(Items from a data source)
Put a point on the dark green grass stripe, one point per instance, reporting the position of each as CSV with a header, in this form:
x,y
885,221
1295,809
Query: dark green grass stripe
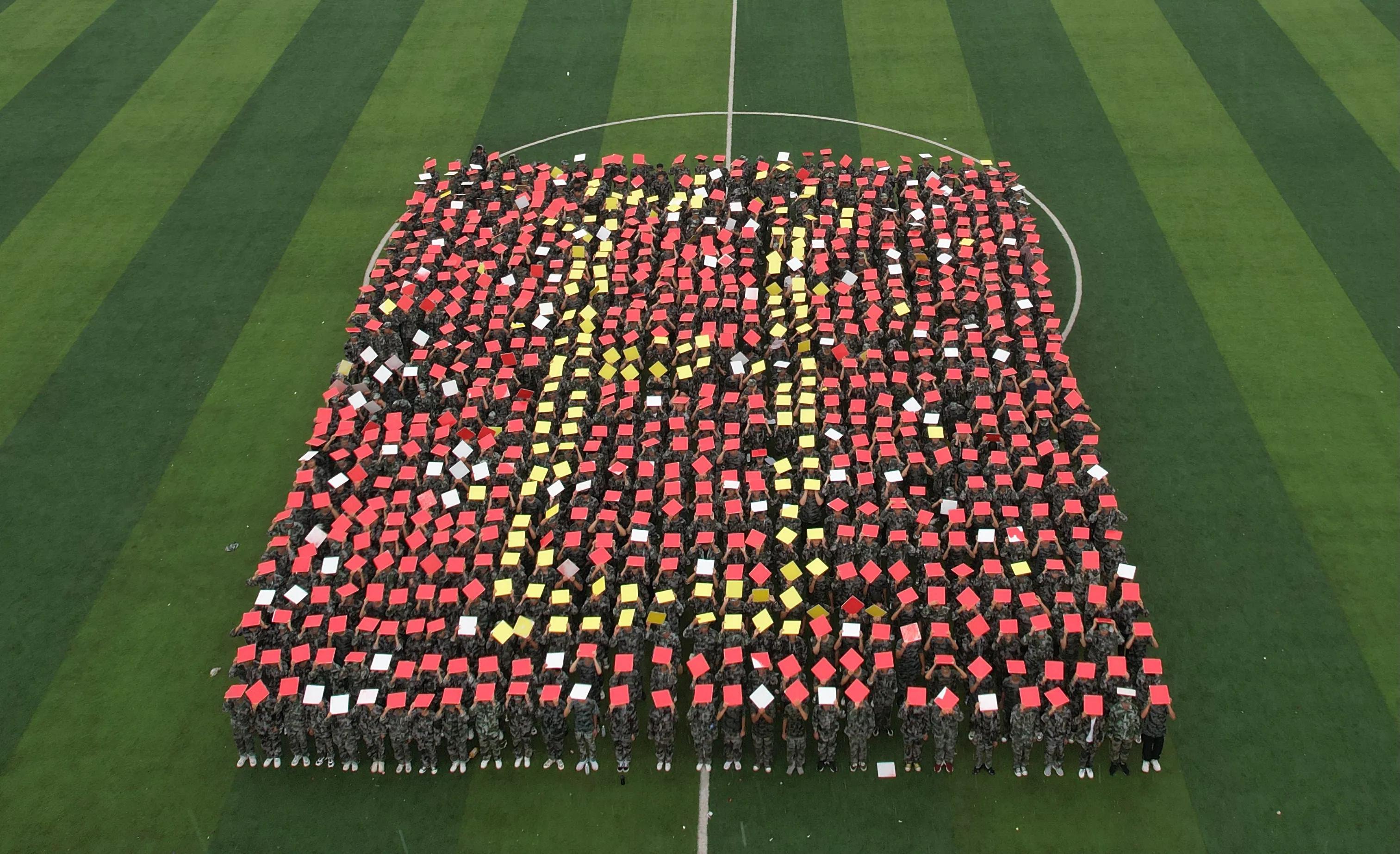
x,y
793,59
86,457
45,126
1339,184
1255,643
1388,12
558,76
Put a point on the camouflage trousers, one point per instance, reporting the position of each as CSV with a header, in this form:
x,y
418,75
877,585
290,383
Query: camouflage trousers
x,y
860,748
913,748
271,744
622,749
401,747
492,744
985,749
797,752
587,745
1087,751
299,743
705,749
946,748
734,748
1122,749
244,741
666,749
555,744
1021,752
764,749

* _ACTION ITEM_
Print the records verbatim, without pictures.

* _ANSWER FOR THIS EXERCISE_
Put a point on the dark green grass stripe, one point per instance, reporting the position of each as CSV with a header, in this form:
x,y
885,221
1295,809
Query: dark green grass stripe
x,y
793,59
86,457
45,126
1339,184
1255,643
1388,12
558,76
Put a point on the camouflage trousers, one point per instance, reporting the position of each as CSV with a header, in this form:
x,y
418,75
877,585
290,383
Query: camouflage trousers
x,y
860,748
913,748
271,744
622,749
401,747
492,744
985,749
797,752
587,745
1087,751
299,743
705,749
946,748
734,748
1122,749
244,741
666,749
555,744
1021,752
764,749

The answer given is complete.